=== Text under study ===
CostaLab / reg-gen

Regulatory Genomics Toolbox: Python library and set of tools for the integrative analysis of high throughput regulatory genomics data.
https://reg-gen.readthedocs.io/
Other
106 stars 30 forks source link

RGT-HINT genome files are incompatible with nf-core ATAC-seq pipeline. #232

Open hyjforesight opened 2 years ago

hyjforesight commented 2 years ago

Hello RGT-HINT, I met error messages when running RGT-HINT footprinting:

rgt-hint footprinting --organism mm10 --paired-end --output-location /mnt/e/HYJ/2022_7_23_ATAC-seq/results/RGT_HINT/ --output-prefix footprint_WT --atac-seq /mnt/e/HYJ/2022_7_23_ATAC-seq/results/bwa/mergedReplicate/control.mRp.clN.sorted.bam /mnt/e/HYJ/2022_7_23_ATAC-seq/results/bwa/mergedReplicate/macs/broadPeak/control.mRp.clN_peaks.broadPeak
Report: The scikit HMM encountered errors when applied. in region (10,52417320,52418086). This iteration will be skipped.

Stored items:
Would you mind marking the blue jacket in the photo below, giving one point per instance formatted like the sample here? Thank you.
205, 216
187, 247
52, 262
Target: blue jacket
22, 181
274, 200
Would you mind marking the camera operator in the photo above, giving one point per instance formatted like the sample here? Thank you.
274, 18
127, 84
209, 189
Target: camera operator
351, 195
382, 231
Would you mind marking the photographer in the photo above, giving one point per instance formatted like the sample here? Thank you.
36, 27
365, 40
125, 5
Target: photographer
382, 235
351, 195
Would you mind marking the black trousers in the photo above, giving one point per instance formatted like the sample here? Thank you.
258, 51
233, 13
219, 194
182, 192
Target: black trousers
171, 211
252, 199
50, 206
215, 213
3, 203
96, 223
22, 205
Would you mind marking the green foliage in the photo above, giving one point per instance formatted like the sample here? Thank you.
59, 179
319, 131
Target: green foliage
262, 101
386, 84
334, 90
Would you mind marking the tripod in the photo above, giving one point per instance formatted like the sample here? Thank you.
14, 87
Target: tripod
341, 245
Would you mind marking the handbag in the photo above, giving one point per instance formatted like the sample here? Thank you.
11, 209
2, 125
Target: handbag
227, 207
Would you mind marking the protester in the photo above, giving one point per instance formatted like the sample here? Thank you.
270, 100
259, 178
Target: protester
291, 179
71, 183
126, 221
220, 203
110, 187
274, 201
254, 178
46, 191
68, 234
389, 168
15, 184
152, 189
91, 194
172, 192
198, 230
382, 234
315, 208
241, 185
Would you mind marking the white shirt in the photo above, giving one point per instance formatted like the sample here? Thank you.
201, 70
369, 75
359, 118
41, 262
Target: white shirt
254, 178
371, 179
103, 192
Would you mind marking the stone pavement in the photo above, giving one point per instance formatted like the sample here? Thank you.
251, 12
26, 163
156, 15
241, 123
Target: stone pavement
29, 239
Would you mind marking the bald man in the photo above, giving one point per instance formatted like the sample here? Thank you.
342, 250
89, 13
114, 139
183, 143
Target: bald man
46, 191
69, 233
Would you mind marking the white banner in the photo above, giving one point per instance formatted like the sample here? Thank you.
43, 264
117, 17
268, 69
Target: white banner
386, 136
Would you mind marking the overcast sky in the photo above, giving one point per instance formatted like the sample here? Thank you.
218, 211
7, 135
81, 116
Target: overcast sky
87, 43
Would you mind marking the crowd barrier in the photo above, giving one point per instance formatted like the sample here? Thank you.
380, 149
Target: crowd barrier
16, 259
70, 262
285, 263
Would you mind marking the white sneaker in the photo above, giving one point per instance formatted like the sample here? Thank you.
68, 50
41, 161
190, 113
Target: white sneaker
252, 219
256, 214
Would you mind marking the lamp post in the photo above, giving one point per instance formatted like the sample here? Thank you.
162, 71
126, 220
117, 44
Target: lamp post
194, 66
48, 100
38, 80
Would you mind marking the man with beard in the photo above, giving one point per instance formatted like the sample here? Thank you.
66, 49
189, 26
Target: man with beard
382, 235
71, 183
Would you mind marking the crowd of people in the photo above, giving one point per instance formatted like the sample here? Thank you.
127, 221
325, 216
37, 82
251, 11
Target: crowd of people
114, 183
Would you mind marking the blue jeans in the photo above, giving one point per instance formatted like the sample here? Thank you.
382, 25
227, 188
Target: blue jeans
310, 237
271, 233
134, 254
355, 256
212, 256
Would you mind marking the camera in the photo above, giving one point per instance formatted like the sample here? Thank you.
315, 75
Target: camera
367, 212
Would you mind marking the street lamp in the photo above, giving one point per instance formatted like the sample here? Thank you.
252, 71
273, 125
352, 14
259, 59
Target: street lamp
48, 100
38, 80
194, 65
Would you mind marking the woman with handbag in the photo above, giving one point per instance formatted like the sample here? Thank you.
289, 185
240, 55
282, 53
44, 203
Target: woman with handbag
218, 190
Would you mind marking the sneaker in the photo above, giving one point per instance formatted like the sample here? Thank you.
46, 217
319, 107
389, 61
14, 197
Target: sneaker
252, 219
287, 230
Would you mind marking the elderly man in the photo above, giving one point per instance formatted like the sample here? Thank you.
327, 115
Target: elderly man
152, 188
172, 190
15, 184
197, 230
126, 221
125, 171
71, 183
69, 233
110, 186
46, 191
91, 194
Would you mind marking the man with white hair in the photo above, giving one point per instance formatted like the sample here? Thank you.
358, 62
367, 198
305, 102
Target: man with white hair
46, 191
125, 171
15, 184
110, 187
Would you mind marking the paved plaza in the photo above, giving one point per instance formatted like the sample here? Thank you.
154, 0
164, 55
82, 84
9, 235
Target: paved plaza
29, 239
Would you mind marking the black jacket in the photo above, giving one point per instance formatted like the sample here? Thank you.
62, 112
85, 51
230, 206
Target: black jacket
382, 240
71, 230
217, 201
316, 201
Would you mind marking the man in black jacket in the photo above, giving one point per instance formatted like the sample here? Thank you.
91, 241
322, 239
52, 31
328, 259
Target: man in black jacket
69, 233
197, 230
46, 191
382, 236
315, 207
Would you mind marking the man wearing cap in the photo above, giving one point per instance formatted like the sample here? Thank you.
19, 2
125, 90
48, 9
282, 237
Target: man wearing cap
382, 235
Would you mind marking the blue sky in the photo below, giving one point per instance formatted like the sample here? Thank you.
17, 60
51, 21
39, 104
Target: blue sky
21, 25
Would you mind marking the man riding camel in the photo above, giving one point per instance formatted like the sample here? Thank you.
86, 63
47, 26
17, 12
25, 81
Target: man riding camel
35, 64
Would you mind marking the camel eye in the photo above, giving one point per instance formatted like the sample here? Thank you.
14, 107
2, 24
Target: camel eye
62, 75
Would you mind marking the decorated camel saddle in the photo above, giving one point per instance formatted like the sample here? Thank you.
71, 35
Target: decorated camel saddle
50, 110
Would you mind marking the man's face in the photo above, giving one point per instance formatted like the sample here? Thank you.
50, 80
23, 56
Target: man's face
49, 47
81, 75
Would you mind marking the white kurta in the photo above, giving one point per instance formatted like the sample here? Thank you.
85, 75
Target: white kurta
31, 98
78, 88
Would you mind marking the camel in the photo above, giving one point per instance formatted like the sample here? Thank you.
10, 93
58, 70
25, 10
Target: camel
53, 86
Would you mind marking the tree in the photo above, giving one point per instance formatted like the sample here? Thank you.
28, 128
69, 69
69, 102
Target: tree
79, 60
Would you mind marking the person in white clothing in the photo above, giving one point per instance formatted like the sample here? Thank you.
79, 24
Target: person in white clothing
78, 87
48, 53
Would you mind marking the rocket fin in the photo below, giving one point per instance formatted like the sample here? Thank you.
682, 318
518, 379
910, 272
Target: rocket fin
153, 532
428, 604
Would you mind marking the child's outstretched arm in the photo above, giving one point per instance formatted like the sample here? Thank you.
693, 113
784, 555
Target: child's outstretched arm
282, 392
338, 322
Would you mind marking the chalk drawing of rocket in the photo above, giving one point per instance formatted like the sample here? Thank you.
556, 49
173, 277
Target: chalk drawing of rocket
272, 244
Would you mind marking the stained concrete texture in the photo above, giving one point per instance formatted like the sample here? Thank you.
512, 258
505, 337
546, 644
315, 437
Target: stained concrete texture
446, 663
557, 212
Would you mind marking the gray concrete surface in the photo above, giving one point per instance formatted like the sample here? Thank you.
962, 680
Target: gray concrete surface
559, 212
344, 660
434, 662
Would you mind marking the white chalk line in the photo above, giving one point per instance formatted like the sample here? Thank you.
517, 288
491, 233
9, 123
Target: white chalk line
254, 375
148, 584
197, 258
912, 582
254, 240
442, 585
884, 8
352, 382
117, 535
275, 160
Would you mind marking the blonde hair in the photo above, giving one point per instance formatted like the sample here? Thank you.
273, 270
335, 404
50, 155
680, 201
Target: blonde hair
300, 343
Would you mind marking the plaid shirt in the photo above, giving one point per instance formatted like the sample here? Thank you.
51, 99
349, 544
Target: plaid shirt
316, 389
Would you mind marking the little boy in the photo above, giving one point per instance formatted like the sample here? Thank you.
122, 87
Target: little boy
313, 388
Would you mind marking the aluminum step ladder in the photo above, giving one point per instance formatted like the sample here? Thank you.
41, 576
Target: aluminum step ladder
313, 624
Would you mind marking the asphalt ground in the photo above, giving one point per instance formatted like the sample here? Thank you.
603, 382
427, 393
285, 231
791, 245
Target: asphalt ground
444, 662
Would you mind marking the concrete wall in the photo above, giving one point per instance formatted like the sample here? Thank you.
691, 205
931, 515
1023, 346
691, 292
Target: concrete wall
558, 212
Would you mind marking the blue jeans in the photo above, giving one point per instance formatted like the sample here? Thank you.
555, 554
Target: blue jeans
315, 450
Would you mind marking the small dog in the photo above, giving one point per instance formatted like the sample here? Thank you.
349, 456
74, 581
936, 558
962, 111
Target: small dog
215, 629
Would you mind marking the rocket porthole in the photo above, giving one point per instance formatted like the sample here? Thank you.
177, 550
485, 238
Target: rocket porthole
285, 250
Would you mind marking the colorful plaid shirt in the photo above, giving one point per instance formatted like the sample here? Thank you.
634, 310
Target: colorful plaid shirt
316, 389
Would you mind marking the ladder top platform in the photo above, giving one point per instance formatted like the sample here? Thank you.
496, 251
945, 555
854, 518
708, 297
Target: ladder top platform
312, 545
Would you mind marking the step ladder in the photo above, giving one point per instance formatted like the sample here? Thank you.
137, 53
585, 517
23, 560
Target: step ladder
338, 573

=== Required action A ===
In the RGT-HINT issue thread, recast the paragraph that begins "Regulatory Genomics Toolbox:" as a brief list that keeps its main facts.
=== Required action B ===
Please carry the RGT-HINT issue thread forward from its last line.
The listing was drawn from a separate source.

=== Response A ===
- Name: Regulatory Genomics Toolbox
- Form: a Python library and a set of tools
- Purpose: integrative analysis of high-throughput regulatory genomics data

=== Response B ===
I'm using bam files generated by nf-core pipeline. They used reference genomes which were downloaded on July 17, 2015. I believe the above error was caused by the coordinate inconsistency between their reference genome file and the reference genome file that RGT-HINT configured from Encode vM25. image

I think the way to solve this error is to replace the files under ~/rgtdata/mm10/ folder with the genome files nf-core pipeline used. The nf-core pipeline supplies genome.fa, genome.fai, and chrom.sizes files, so I can replace genome_mm10.fa, genome_mm10.fa.fai and chrom.sizes.mm10 under ~/rgtdata/mm10/ folder. image I know I can download gencode.annotation.gtf file matching nf-core versions from Gencode, but where can I download genes_Gencode_mm10.bed and genes_RefSeq_mm10.bed? Is it necessary to also replace genes_Gencode_mm10.bed and genes_RefSeq_mm10.bed matching the versions with nf-core?

Thanks! Best, Yuanjian

Delta-43 commented 1 year ago

I was facing a similar issue and turns out the naming of the chromosomes was the issue. Essentially the default files for the genomes in ~/rgtdata are in UCSC format whereas my dataset was using the NCBI format, basically chr1 vs 1. I fixed it by replacing the default fasta file, the gtf file and the chrom.sizes file.